* [Do this] Output the data that follows exactly, line for line.

* [Data shown]
──────────
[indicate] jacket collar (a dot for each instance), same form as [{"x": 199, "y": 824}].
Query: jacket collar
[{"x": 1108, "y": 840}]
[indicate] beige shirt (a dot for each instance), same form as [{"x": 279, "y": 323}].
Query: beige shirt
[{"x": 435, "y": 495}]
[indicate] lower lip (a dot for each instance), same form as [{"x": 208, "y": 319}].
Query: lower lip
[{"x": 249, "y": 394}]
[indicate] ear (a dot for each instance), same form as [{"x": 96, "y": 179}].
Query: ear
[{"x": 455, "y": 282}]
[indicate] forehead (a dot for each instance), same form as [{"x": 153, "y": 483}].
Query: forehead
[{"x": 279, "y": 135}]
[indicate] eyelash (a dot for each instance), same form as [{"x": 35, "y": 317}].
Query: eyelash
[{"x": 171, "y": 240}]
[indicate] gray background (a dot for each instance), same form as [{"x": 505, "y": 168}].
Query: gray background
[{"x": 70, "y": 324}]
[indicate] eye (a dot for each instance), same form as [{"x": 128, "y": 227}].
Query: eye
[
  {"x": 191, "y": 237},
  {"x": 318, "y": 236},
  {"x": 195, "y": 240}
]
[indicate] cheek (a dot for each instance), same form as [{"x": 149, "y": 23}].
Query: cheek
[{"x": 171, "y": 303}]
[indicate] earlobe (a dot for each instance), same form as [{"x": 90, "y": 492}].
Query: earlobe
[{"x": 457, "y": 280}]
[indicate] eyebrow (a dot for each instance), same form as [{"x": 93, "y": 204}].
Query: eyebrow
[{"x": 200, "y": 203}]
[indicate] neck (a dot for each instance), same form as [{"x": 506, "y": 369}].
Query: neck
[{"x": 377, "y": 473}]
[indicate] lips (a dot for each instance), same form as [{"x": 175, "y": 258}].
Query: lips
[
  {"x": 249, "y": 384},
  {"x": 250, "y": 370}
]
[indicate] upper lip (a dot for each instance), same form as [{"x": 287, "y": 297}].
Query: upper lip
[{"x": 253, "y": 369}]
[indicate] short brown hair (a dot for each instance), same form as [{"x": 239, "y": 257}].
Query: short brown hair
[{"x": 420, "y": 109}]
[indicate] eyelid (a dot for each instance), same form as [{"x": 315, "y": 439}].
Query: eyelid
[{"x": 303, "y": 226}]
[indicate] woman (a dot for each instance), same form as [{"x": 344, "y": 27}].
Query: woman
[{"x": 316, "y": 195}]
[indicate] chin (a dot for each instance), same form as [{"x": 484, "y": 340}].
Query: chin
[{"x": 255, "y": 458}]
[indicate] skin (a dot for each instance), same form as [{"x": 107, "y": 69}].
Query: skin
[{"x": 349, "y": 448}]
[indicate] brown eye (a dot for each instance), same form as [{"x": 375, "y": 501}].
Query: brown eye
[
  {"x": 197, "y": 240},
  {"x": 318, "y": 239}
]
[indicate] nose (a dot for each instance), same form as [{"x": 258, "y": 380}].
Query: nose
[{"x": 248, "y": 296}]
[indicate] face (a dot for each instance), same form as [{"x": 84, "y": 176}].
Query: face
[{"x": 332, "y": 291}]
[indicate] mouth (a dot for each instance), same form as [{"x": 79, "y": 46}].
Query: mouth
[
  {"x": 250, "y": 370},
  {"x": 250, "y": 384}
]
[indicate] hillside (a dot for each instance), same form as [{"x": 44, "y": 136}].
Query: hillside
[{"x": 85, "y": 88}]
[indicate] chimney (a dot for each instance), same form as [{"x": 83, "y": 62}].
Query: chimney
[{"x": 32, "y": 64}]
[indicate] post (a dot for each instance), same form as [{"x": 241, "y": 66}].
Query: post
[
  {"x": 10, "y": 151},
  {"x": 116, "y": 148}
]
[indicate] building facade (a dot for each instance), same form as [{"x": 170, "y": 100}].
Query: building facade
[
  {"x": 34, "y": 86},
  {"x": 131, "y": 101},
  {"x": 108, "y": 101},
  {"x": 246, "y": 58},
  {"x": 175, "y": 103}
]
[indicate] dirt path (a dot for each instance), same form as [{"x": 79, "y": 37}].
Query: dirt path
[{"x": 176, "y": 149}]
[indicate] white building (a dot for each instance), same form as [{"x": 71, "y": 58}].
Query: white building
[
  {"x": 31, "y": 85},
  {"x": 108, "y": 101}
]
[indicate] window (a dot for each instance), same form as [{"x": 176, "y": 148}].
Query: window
──────────
* [Correct result]
[indicate] jacket collar (a dot for each instance), same form as [{"x": 199, "y": 824}].
Query: jacket collar
[{"x": 1108, "y": 840}]
[indicate] beige shirt (a dot for each instance), same form as [{"x": 279, "y": 323}].
Query: beige shirt
[{"x": 435, "y": 495}]
[indicate] lower lip (a dot for each instance), same form as [{"x": 208, "y": 319}].
Query: lower lip
[{"x": 249, "y": 394}]
[indicate] ear (a dot for each instance), same form as [{"x": 96, "y": 179}].
Query: ear
[{"x": 455, "y": 282}]
[indicate] forehead (a dot for each instance), same form as [{"x": 153, "y": 483}].
Query: forehead
[{"x": 279, "y": 135}]
[indicate] eyelash (a dot for each instance), same form as [{"x": 35, "y": 317}].
Query: eyelash
[{"x": 171, "y": 240}]
[indicate] gray background (a dot for each instance), same form as [{"x": 505, "y": 168}].
Query: gray background
[{"x": 70, "y": 324}]
[indicate] eye (a dot for each instance), same form as [{"x": 128, "y": 227}].
Query: eye
[
  {"x": 191, "y": 237},
  {"x": 318, "y": 236},
  {"x": 195, "y": 240}
]
[indicate] cheek (a dot for each instance), same form as [{"x": 149, "y": 23}].
Query: cheek
[{"x": 171, "y": 303}]
[indicate] earlobe (a dot for each instance), same form as [{"x": 90, "y": 492}].
Query: earlobe
[{"x": 457, "y": 280}]
[indicate] eyebrow (a dot for each instance), same form as [{"x": 93, "y": 204}].
Query: eyebrow
[{"x": 200, "y": 203}]
[indicate] neck (a dot for each instance), same form as [{"x": 506, "y": 369}].
Query: neck
[{"x": 377, "y": 473}]
[indicate] lips (a dot for each instance), same form as [{"x": 175, "y": 258}].
Query: lips
[
  {"x": 249, "y": 384},
  {"x": 250, "y": 370}
]
[indicate] upper lip (a dot for each instance), same form as [{"x": 287, "y": 297}].
Query: upper lip
[{"x": 253, "y": 369}]
[indicate] short brown hair (a dot for each instance), same form as [{"x": 239, "y": 257}].
Query: short brown hair
[{"x": 420, "y": 109}]
[indicate] eyelid (a dot for each instance), same form as [{"x": 315, "y": 439}].
Query: eyelid
[{"x": 303, "y": 226}]
[indicate] woman (a dot for each instance), same form as [{"x": 344, "y": 27}].
Query: woman
[{"x": 316, "y": 195}]
[indicate] chin (a dot for each instance), same form as [{"x": 484, "y": 340}].
Query: chin
[{"x": 255, "y": 458}]
[indicate] skin (a dot for each instance), same form as [{"x": 107, "y": 69}].
Query: skin
[{"x": 349, "y": 448}]
[indicate] brown eye (a dot for each instance), same form as [{"x": 375, "y": 501}].
Query: brown eye
[
  {"x": 197, "y": 240},
  {"x": 318, "y": 239}
]
[indicate] nose (a dot for each instance), same form as [{"x": 258, "y": 380}].
Query: nose
[{"x": 248, "y": 296}]
[indicate] face (a dot for each instance), same form as [{"x": 84, "y": 176}].
Query: face
[{"x": 332, "y": 291}]
[indicate] mouth (a dot for each instance), same form as [{"x": 79, "y": 46}].
Query: mouth
[
  {"x": 250, "y": 370},
  {"x": 250, "y": 384}
]
[indicate] hillside (a dot for each instance), same form as [{"x": 44, "y": 136}].
Query: hillside
[{"x": 85, "y": 88}]
[indicate] chimney (a dot for each instance), same form as [{"x": 83, "y": 62}].
Query: chimney
[{"x": 32, "y": 64}]
[indicate] post (a dot for each instance), same form as [{"x": 241, "y": 66}].
Query: post
[
  {"x": 10, "y": 151},
  {"x": 116, "y": 148}
]
[indicate] building facade (a dot for each instance), same form as [{"x": 170, "y": 100}].
Query: building facade
[
  {"x": 34, "y": 86},
  {"x": 131, "y": 101},
  {"x": 108, "y": 101},
  {"x": 246, "y": 58},
  {"x": 175, "y": 103}
]
[indicate] dirt path (a dot for each instance), same form as [{"x": 79, "y": 37}].
Query: dirt path
[{"x": 176, "y": 149}]
[indicate] white building (a dot for each instance), same form as [{"x": 71, "y": 58}].
Query: white building
[
  {"x": 31, "y": 85},
  {"x": 108, "y": 101}
]
[indicate] window (a dot for each instance), same form as [{"x": 176, "y": 148}].
Query: window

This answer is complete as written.